Would you reproduce all of the entries below, character for character?

*****

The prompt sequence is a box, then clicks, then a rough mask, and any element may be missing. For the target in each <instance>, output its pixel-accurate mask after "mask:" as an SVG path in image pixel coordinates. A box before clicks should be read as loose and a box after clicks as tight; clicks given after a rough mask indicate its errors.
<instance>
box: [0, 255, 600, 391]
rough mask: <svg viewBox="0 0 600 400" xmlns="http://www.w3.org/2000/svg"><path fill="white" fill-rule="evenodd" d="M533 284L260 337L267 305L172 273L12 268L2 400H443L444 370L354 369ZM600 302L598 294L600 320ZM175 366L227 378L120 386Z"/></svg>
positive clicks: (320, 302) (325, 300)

*****

*Solution for this task*
The prompt sequence is a box, then clicks, then a rough mask, and any element may be missing. For the target in each <instance>, output its pixel-accurate mask after "mask:" as an SVG path in image pixel coordinates. A box before clicks should be read as loose and a box after clicks as tight; clicks given after a rough mask indicate its errors.
<instance>
box: [0, 255, 600, 391]
rough mask: <svg viewBox="0 0 600 400" xmlns="http://www.w3.org/2000/svg"><path fill="white" fill-rule="evenodd" d="M533 284L260 337L267 305L172 273L12 268L2 400H443L444 370L354 369ZM600 302L598 294L600 320ZM175 366L227 378L120 386Z"/></svg>
positive clicks: (320, 302) (325, 300)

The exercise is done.